◆ Task prompt ◆
Pick out each line with the word "vent" from the material that follows.
*** Input for this task ***
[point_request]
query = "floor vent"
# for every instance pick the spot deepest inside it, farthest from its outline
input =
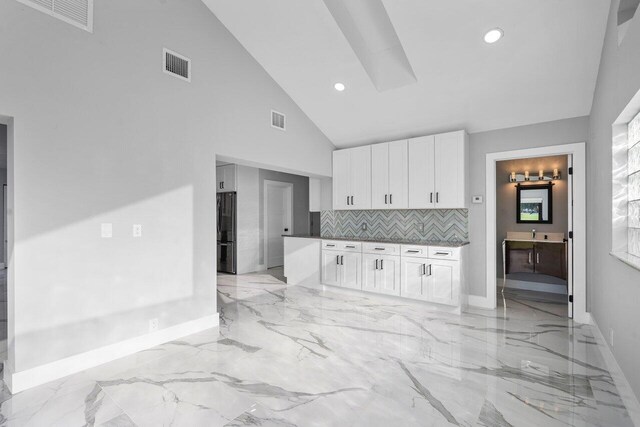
(75, 12)
(278, 120)
(176, 65)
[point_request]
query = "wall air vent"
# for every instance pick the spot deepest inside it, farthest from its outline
(278, 120)
(176, 65)
(75, 12)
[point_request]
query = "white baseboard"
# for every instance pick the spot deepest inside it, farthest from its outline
(480, 302)
(535, 286)
(23, 380)
(627, 395)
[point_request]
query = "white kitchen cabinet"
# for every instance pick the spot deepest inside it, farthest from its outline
(352, 178)
(381, 274)
(389, 175)
(226, 178)
(413, 278)
(443, 282)
(437, 171)
(422, 172)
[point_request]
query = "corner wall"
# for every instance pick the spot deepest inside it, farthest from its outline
(102, 135)
(614, 287)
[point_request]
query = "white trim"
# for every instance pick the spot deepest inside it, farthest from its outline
(577, 150)
(625, 391)
(23, 380)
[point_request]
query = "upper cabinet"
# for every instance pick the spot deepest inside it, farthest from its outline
(427, 172)
(352, 178)
(437, 171)
(226, 178)
(389, 175)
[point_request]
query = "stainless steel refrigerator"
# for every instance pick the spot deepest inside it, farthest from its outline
(226, 211)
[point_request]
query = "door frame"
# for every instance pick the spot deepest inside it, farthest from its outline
(577, 259)
(265, 204)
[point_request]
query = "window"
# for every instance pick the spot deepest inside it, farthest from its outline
(626, 185)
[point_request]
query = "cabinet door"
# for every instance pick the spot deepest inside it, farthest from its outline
(380, 176)
(412, 278)
(398, 175)
(443, 281)
(341, 179)
(360, 178)
(351, 270)
(389, 275)
(421, 172)
(550, 259)
(449, 170)
(330, 268)
(369, 272)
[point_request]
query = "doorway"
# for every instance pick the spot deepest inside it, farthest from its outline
(278, 220)
(576, 239)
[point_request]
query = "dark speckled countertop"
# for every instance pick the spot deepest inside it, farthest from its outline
(449, 244)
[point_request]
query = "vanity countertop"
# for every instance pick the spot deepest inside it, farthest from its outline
(448, 244)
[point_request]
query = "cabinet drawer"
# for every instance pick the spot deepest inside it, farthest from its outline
(414, 251)
(381, 248)
(444, 253)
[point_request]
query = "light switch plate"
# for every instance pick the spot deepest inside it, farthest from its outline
(106, 230)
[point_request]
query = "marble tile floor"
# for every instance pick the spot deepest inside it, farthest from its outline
(315, 356)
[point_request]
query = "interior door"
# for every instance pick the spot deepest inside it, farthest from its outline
(443, 282)
(278, 220)
(360, 177)
(412, 278)
(370, 266)
(389, 275)
(398, 175)
(341, 188)
(330, 268)
(351, 270)
(421, 172)
(449, 175)
(380, 176)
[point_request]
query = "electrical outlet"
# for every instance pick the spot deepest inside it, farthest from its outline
(106, 230)
(611, 337)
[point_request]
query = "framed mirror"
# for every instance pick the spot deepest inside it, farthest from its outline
(534, 204)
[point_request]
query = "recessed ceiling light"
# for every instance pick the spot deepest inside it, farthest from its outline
(494, 35)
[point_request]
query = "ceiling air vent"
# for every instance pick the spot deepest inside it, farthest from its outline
(176, 65)
(75, 12)
(278, 120)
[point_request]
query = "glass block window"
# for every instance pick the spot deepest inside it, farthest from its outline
(633, 186)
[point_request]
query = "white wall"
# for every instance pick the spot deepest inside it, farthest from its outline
(103, 135)
(537, 135)
(614, 287)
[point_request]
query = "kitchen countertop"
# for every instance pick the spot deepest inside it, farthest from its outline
(397, 242)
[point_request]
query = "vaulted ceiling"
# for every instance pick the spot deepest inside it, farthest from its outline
(544, 68)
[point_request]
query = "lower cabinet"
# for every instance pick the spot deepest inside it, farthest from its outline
(342, 269)
(431, 280)
(381, 273)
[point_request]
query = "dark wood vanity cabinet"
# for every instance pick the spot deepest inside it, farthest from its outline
(536, 257)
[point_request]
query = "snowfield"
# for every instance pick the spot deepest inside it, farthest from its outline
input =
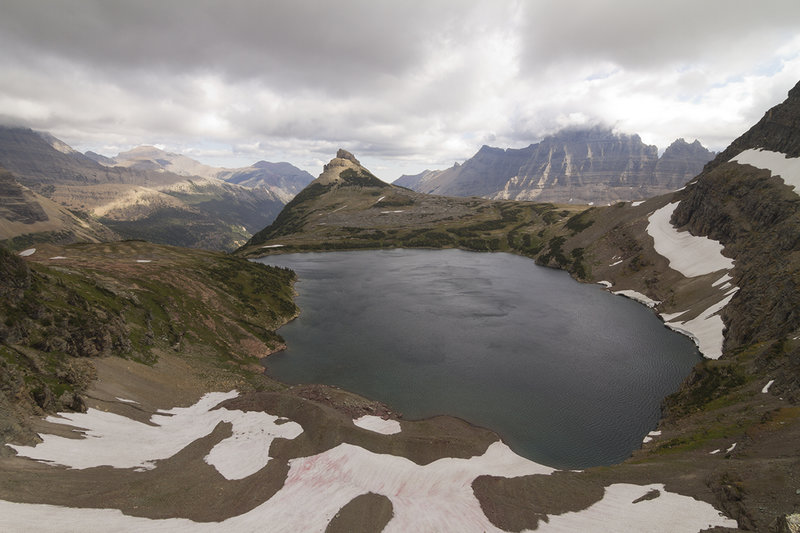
(108, 437)
(378, 424)
(638, 296)
(433, 497)
(706, 330)
(691, 256)
(777, 163)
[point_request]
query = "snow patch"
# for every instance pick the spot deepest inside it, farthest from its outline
(378, 424)
(433, 497)
(723, 280)
(777, 163)
(125, 400)
(107, 438)
(639, 297)
(706, 330)
(618, 512)
(690, 255)
(649, 436)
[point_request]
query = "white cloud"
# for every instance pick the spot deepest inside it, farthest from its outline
*** End of Input for this task ***
◆ Answer to this task ◆
query = "floor vent"
query = "wall air vent"
query = "ceiling air vent"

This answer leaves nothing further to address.